Text.
|---|
Recapping the U.S. Hockey Hall of Fame inductions

The U.S. Hockey Hall of Fame inductions took place on Monday at Detroit's MotorCity Casino, with Bill Guerin, Cindy Curley and a quartet of inductees with Michigan ties in Doug Weight, Ron Mason, Peter Karmanos and USA Today's Kevin Allen.

Kukla's Korner's own Monica McAlister attended the ceremonies, and they were all but live-Tweeted by Monica, by ESPN's Craig Custance, by Michigan Hockey, by the Free Press's Helene St. James and by USA Hockey's Twitter account.

Gary Bettman, Chris Chelios and other hockey luminaries were in attendance to pay tribute to the inductees, and USA Hockey posted a short video of the ceremonies...

The Windsor Star's Bob Duff posted videos from Doug Weight's media availability...

And Peter Karmanos' media availability--and this clip's seven minutes long...

And the Detroit News posted a clip of the aforementioned inductees and Ron Mason's comments, as well as a photo gallery from the Detroit News's David Guralnick:

USA Hockey's Ryan Satkowiak set the stage, as it were...

The star power wasn’t just limited to the stage. As present for the event were current NHL executives David Poile, Brian Burke, Jim Nill and Jim Rutherford, among others, and past U.S. Hockey Hall of Fame inductees Chris Chelios and Keith Tkachuk.

The inductees all reflected on their past experiences and what induction into the hall meant to them.
|---|
Information provided.
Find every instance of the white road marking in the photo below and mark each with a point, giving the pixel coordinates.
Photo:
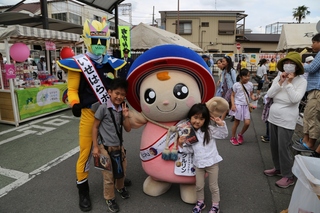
|---|
What you have to do.
Go on with the report on the U.S. Hockey Hall of Fame inductions, starting after its last sentence.

Result of this exercise.
“When I got the call that I was inducted, I was in my car and I had to pull over,” Guerin said. “It reminded me of all the people who helped me get here, who helped me in a positive manner.”

Karmanos was the one of five who never played the game, and made that known early in is speech. But that doesn’t diminish what he has been able to accomplish. His dedication to the game has helped in grow on both the youth and professional levels. His Compuware AAA midget teams have been greatly successful, as has the Plymouth Whalers of the Ontario Hockey League. He reveled in what those he has worked with have also accomplished, including a Stanley Cup victory in Carolina in 2006.

“As a builder, you don’t have many stats or many medals, but you do get lots of rewards seeing those you work with get stats and medals,” he said.

Curley was one of the greatest women’s players on Providence College history. Here 225 points rank third in school history. She was a pioneer in the women’s game. She talked about growing up and how her mom didn’t want her to play hockey, trying instead to steer her daughter toward calmer activities.

“I’m thankful my mom’s attempts to have music and trampoline lessons failed,” she said.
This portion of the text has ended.